═════ SUPPLIED RECORDS

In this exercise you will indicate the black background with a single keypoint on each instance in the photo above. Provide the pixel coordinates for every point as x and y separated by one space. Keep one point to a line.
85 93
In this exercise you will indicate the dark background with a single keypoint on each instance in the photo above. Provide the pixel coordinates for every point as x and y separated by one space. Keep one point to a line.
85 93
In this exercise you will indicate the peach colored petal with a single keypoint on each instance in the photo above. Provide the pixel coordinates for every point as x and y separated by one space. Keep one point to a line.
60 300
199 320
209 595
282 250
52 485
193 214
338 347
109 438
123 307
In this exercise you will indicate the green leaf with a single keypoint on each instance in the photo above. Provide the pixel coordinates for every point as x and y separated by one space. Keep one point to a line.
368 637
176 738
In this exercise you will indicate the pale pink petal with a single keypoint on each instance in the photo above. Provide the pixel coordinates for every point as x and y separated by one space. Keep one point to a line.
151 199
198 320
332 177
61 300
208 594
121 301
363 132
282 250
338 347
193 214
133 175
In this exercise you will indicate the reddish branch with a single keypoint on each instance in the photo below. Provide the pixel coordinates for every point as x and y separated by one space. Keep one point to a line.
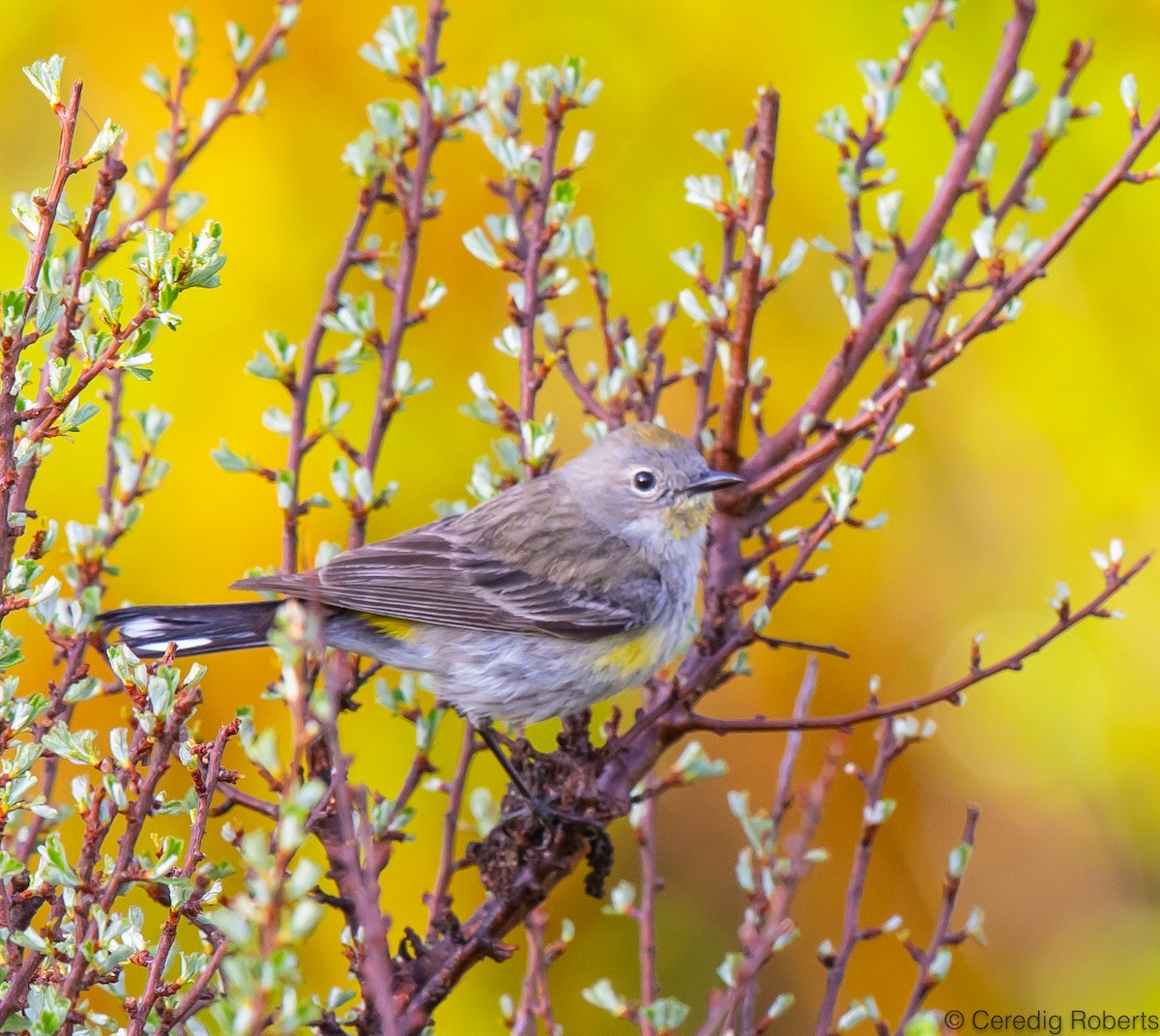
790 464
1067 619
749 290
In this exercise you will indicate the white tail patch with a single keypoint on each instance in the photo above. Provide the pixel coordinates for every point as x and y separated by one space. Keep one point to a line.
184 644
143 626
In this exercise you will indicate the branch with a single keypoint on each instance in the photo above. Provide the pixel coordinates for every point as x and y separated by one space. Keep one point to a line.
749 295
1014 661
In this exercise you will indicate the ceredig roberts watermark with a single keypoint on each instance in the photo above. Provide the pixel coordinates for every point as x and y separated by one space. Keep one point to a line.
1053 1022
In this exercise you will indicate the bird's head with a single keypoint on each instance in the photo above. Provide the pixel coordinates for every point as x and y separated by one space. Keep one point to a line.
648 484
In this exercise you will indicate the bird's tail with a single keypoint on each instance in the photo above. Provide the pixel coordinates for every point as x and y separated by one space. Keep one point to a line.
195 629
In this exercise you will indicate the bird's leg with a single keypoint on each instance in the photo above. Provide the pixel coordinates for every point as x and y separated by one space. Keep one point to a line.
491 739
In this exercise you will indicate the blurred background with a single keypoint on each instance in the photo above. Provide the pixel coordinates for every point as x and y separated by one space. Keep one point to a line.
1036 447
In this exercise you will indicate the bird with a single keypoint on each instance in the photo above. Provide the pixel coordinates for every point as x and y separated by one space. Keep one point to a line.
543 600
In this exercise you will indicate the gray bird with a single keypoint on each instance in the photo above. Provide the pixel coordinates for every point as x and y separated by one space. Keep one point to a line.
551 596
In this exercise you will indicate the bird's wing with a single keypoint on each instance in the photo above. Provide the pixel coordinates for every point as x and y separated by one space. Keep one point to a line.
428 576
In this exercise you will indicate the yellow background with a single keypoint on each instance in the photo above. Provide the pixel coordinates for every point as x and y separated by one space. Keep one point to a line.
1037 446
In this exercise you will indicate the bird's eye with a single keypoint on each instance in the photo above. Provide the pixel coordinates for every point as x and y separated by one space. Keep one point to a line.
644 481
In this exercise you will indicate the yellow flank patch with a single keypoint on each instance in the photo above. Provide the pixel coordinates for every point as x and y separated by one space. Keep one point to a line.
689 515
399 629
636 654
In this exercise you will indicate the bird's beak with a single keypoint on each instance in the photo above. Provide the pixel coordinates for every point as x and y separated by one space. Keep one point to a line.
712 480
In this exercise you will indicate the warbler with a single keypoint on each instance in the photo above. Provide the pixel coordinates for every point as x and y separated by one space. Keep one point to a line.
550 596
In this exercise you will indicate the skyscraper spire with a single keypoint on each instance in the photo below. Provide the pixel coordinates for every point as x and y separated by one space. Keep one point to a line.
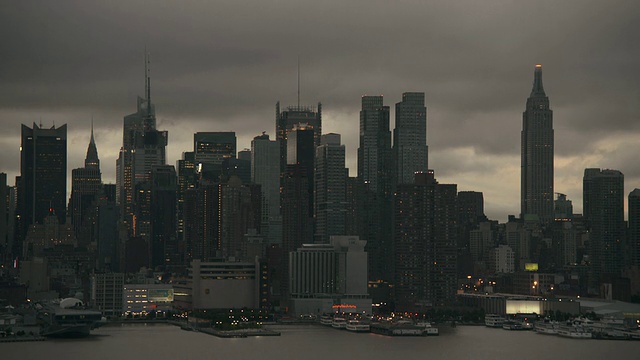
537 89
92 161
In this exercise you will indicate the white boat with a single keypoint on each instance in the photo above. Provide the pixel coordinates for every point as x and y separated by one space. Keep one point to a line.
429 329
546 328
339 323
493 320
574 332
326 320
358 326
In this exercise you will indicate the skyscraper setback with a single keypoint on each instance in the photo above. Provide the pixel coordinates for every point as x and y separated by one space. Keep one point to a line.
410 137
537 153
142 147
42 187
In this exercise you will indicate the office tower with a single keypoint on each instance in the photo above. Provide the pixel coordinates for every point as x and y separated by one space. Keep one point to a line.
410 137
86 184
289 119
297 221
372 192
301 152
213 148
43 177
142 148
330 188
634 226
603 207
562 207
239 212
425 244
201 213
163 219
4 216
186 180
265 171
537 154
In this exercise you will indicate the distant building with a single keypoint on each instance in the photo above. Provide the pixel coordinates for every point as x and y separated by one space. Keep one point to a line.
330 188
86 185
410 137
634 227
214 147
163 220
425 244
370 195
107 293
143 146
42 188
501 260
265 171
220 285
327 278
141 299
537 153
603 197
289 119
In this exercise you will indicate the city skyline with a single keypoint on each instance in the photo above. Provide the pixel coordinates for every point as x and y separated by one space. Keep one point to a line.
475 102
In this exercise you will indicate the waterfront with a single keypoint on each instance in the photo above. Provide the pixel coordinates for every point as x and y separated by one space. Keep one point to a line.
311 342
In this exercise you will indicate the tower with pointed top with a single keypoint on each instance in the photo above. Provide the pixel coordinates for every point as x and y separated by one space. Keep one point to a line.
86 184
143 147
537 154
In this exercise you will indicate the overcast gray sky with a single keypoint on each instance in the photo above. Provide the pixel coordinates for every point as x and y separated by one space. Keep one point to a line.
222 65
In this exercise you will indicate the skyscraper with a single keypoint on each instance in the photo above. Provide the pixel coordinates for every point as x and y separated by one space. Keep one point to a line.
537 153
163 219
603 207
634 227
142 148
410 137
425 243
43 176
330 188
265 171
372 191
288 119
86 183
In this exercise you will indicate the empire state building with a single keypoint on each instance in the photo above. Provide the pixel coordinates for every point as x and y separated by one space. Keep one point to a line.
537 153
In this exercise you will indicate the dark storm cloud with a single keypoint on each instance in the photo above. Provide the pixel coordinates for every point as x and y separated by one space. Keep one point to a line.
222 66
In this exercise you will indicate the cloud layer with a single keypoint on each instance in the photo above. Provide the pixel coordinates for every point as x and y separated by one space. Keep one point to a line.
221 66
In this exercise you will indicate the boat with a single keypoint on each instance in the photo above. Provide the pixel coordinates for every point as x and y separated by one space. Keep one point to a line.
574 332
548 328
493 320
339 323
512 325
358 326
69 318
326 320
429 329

══════════

## WHAT IS REQUIRED:
All the records above need to be given again word for word. Skip the pictures.

## ANSWER TO THE TASK:
In this exercise you will indicate the black background with a single keypoint on each instance in the photo above. Provide the pixel coordinates for every point as x and y separated by one space. Keep one point to a line.
85 93
In this exercise you will indicate the dark background with a single keypoint on each instance in the photo above. Provide the pixel coordinates for every point as x and y separated by one space. Keep one point to a line.
85 93
In this exercise you will indicate the peach colored petal with a single keypoint on each instance in the photo above. Provide the pixel coordinates for every point as x and y separated by one space. Keep one point to a line.
60 300
199 320
209 595
282 250
52 485
193 214
338 347
109 438
123 307
In this exercise you will indicate the green leaf with a single keypoint on each instance in the photo above. Provide the pixel coordinates for every point as x and y separated by one space. Keep one point to a line.
368 637
176 738
In this exercise you will indicate the pale pink petal with a single keypoint on each instance in the photo above. Provide the pixel coordinates for every point as x and y separated by one space. Keep one point to a line.
151 199
198 320
332 177
61 300
208 594
121 301
363 132
282 250
338 347
193 214
133 175
In this exercise you will indicate the reddish branch with a single keypoint on each instance in the photo below. Provide the pixel coordinates for every point as x and y separated by one space. Keep one point to a line.
790 464
1067 619
749 290
In this exercise you will indicate the white tail patch with a single keypoint on each instance in the photo above. Provide the pixel coordinates for every point as x and y separated by one space. Keep one point to a line.
184 644
143 626
In this exercise you will indicate the branch with a single keypoint on each instance in the photo above. Provide the pixel coordinates for every point as x and y separated by one space. Keep one point to a line.
749 295
1014 661
In this exercise you will indicate the ceredig roberts watermark with a single keypoint on each instance in the photo above. Provide the pixel coordinates for every point as x and y separated by one space. Keep one point to a line.
1053 1022
In this exercise you will indicate the bird's head with a single keypoint on each instance in the photo above. Provide the pixel coordinates for every point as x and y separated by one space. Keep one point to a line.
648 484
In this exercise you will indicate the bird's tail with a single keypoint on each instance in the photo above. Provide the pixel coordinates for every point as x and y separated by one space. Keep one point to a line.
195 629
In this exercise you will indicate the bird's leg with a single keypoint on each instance in the photo above. Provide the pixel coordinates for every point as x and y separated by one space. Keep one point to a line.
491 739
In this exercise you will indicate the blurred background with a single keypoint on each instance in the photo above. Provide the pixel coordinates for every point as x and y separated by one space. Keep one point to a line.
1036 447
In this exercise you will indicate the bird with a single keypoint on each instance in the photo above. Provide the pixel coordinates for every point as x and y separated by one space. Keep one point to a line.
543 600
In this exercise you will indicate the gray bird with a single keypoint on each instance in the photo above. Provide the pixel coordinates for every point as x and y separated by one space. Keep one point to a line.
551 596
In this exercise you will indicate the bird's wing with a single keypoint on each instance in the photo above. Provide the pixel coordinates for every point as x and y separated by one space. Keep one point to a line.
428 576
In this exercise you will indicate the yellow background with a single keypoint on each instance in the photo above. Provide the pixel coordinates for every point as x and y separated by one space. Keep one point to a line.
1037 446
In this exercise you will indicate the bird's eye with a single keypoint on each instance in the photo above. Provide the pixel coordinates for every point as x and y separated by one space. Keep one point to a line.
644 481
In this exercise you will indicate the yellow flank patch with a single keypoint on each instance in the photo above. Provide the pixel coordinates for every point as x and y separated by one space. Keep one point to a line.
689 515
399 629
636 654
In this exercise you will indicate the bird's beak with a single keypoint on each instance in the photo above. Provide the pixel coordinates for every point as x and y separated by one space. Keep one point to a line.
712 480
In this exercise you will indicate the warbler with a single keypoint on each instance in the photo above. Provide the pixel coordinates for every point as x and y separated by one space. Keep one point to a line.
550 596
In this exercise you will indicate the skyscraper spire with a single keypoint on each instance in the photo below. Provide the pixel coordinates for every point as x and y separated by one space. Keep one point to a line.
537 89
92 161
In this exercise you will indicate the white boat with a single keypoint on each instance in the photo above. Provide the pixel coordinates for every point as x and y separated by one space. Keep one point to a line.
429 329
546 328
339 323
493 320
574 332
326 320
358 326
In this exercise you will indicate the skyscraper setback with a single keypoint on each instance in the photo above. Provide the pixel coordinates for every point as x and y separated by one space. Keep one point to a line.
410 137
537 153
142 147
42 187
In this exercise you will indicate the office tower with a single keypoint on each instance in the photo above. Provide the pixel coordinates for every point as x and y separated by one space. Keep one point to a line.
410 137
86 184
289 119
297 221
372 192
301 152
213 148
43 177
142 148
330 188
634 226
603 207
562 207
239 212
425 244
201 213
163 219
4 216
186 180
265 171
537 154
In this exercise you will indicate the distant building with a single keypoint on each instance in the photo above. Provide the pixel coordinates for every point as x and y separated by one space. Keep one point to a line.
330 188
86 185
410 137
634 227
214 147
163 220
425 244
370 195
107 293
143 146
42 188
501 260
265 171
220 285
327 278
141 299
537 153
603 197
289 119
In this exercise you will indicate the city skyline with a single keypoint on each instance in the photo above. Provide the pixel coordinates for every point as x and y separated by one space. Keep one point to a line.
475 102
In this exercise you will indicate the waterfront with a single keypoint on each instance in the photo above. Provide the pixel coordinates for every point as x and y separated by one space. Keep one point to a line.
311 342
In this exercise you will indicate the tower with pointed top with a single keypoint on each instance in the photo above. Provide the pixel coordinates for every point as x and y separated by one space. Keep one point to a line.
86 184
143 147
537 154
In this exercise you will indicate the overcast gray sky with a single keypoint on each instance in the photo above. Provide the pixel coordinates for every point as x and y separated by one space. Keep one point to a line.
222 65
In this exercise you will indicate the skyscraper with a single keypoint on each instance in the photo above. Provide the pixel coordinates for every point as x and y separated by one space. Keep one point to a line.
537 153
163 219
603 207
634 227
142 148
410 137
425 243
43 176
330 188
265 171
372 191
288 119
86 183
In this exercise you will indicate the empire state building with a single keypoint on each instance in the photo above. Provide the pixel coordinates for every point as x and y separated by one space. Keep one point to a line.
537 153
In this exercise you will indicate the dark storm cloud with a single keypoint on each instance in the photo above. Provide the pixel coordinates for every point as x and y separated by one space. Keep one point to a line.
222 66
In this exercise you will indicate the cloud layer with a single keypoint on each instance in the photo above. Provide the pixel coordinates for every point as x and y separated by one space. Keep one point to a line.
221 66
In this exercise you will indicate the boat with a single keypoint on each instance in the photo above. Provide the pixel coordinates for every point as x and y separated by one space. Keep one point to a line.
574 332
548 328
493 320
339 323
512 325
358 326
69 318
326 320
429 329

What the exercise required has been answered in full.